• TASK DETAILS: Could you duplicate the data below line for line, with no changes at all?

Box-labeled dataset extracts
--------------------------------------------------
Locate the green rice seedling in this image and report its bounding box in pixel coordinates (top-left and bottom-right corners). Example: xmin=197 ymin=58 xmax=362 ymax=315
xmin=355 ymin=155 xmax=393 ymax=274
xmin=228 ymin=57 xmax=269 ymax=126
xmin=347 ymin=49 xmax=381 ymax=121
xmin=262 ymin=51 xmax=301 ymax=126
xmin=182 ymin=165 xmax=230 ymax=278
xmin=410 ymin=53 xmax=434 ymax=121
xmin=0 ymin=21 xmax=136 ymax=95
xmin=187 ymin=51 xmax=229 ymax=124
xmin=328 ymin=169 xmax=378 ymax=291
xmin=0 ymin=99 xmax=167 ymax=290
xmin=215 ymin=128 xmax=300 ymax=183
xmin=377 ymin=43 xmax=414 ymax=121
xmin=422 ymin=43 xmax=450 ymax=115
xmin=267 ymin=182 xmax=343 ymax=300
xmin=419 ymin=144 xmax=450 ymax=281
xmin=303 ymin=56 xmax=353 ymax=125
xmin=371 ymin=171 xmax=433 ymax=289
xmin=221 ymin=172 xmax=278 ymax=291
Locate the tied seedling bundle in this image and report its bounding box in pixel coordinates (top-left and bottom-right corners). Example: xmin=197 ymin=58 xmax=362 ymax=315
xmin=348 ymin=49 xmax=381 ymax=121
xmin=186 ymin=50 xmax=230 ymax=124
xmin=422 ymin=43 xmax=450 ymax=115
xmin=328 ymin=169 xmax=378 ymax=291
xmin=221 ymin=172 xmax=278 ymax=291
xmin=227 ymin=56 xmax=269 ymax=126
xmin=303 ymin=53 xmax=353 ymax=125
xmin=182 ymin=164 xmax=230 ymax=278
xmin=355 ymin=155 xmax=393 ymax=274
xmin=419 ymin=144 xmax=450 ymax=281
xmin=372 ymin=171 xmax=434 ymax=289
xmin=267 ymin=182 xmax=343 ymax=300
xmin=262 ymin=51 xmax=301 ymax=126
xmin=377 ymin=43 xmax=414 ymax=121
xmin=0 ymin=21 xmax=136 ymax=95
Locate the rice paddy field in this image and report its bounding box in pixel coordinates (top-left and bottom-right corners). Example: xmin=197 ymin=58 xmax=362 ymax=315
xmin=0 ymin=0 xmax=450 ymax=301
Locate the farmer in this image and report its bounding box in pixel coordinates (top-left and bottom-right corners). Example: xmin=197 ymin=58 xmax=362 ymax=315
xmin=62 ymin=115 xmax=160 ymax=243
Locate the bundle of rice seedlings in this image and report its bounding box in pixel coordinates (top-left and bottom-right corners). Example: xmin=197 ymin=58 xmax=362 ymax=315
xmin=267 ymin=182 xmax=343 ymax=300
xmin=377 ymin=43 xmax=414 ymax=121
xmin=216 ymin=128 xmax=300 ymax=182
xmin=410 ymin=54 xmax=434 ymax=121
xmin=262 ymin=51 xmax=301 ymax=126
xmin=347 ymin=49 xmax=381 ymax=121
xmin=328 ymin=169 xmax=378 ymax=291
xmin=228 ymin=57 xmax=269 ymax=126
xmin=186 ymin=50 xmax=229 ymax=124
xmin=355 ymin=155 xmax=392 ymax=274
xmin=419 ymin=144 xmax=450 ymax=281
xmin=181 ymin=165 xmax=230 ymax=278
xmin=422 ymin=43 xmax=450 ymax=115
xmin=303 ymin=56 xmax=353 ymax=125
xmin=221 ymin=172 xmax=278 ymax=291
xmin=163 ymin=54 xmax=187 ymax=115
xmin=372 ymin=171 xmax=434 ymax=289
--------------------------------------------------
• RESPONSE TO THIS EXERCISE:
Locate the green rice seedling in this image and report its bounding box in pixel coordinates (top-left and bottom-right corners). Example: xmin=197 ymin=58 xmax=362 ymax=315
xmin=355 ymin=155 xmax=393 ymax=274
xmin=228 ymin=57 xmax=269 ymax=126
xmin=347 ymin=49 xmax=381 ymax=121
xmin=262 ymin=51 xmax=301 ymax=126
xmin=182 ymin=165 xmax=230 ymax=278
xmin=410 ymin=53 xmax=434 ymax=121
xmin=0 ymin=21 xmax=136 ymax=95
xmin=187 ymin=51 xmax=229 ymax=124
xmin=328 ymin=169 xmax=378 ymax=291
xmin=0 ymin=99 xmax=167 ymax=290
xmin=215 ymin=128 xmax=300 ymax=183
xmin=377 ymin=43 xmax=414 ymax=121
xmin=422 ymin=43 xmax=450 ymax=115
xmin=267 ymin=182 xmax=343 ymax=300
xmin=419 ymin=144 xmax=450 ymax=281
xmin=303 ymin=56 xmax=353 ymax=125
xmin=371 ymin=171 xmax=433 ymax=289
xmin=221 ymin=172 xmax=278 ymax=291
Locate the tied seedling bundle in this image and report its bounding box in pixel coordinates (top-left and bottom-right corners). Example: xmin=197 ymin=58 xmax=362 ymax=315
xmin=348 ymin=49 xmax=381 ymax=121
xmin=186 ymin=50 xmax=230 ymax=124
xmin=422 ymin=43 xmax=450 ymax=115
xmin=328 ymin=169 xmax=378 ymax=291
xmin=221 ymin=172 xmax=278 ymax=291
xmin=227 ymin=56 xmax=269 ymax=126
xmin=303 ymin=53 xmax=353 ymax=125
xmin=182 ymin=164 xmax=230 ymax=278
xmin=355 ymin=155 xmax=393 ymax=274
xmin=419 ymin=144 xmax=450 ymax=281
xmin=372 ymin=171 xmax=434 ymax=289
xmin=267 ymin=182 xmax=343 ymax=300
xmin=262 ymin=51 xmax=301 ymax=126
xmin=377 ymin=43 xmax=414 ymax=121
xmin=0 ymin=21 xmax=136 ymax=95
Locate the rice paddy field in this image and report its bounding box in pixel coordinates (top-left and bottom-right corners). Example: xmin=197 ymin=58 xmax=362 ymax=315
xmin=0 ymin=0 xmax=450 ymax=301
Locate the farmer in this image and report its bounding box in pixel coordinates (top-left and bottom-right corners). Example: xmin=197 ymin=58 xmax=362 ymax=315
xmin=62 ymin=115 xmax=160 ymax=243
Locate the bundle of rice seedlings in this image and report its bounding box in pixel coordinates (top-left and bottom-right corners). Example: xmin=197 ymin=58 xmax=362 ymax=315
xmin=267 ymin=182 xmax=343 ymax=300
xmin=377 ymin=43 xmax=414 ymax=121
xmin=216 ymin=128 xmax=300 ymax=182
xmin=410 ymin=54 xmax=434 ymax=121
xmin=262 ymin=51 xmax=301 ymax=126
xmin=347 ymin=49 xmax=381 ymax=121
xmin=328 ymin=169 xmax=378 ymax=291
xmin=228 ymin=57 xmax=269 ymax=126
xmin=186 ymin=50 xmax=229 ymax=124
xmin=355 ymin=155 xmax=392 ymax=274
xmin=419 ymin=144 xmax=450 ymax=281
xmin=181 ymin=165 xmax=230 ymax=278
xmin=422 ymin=43 xmax=450 ymax=115
xmin=303 ymin=56 xmax=353 ymax=125
xmin=221 ymin=172 xmax=278 ymax=291
xmin=163 ymin=54 xmax=187 ymax=115
xmin=372 ymin=171 xmax=434 ymax=289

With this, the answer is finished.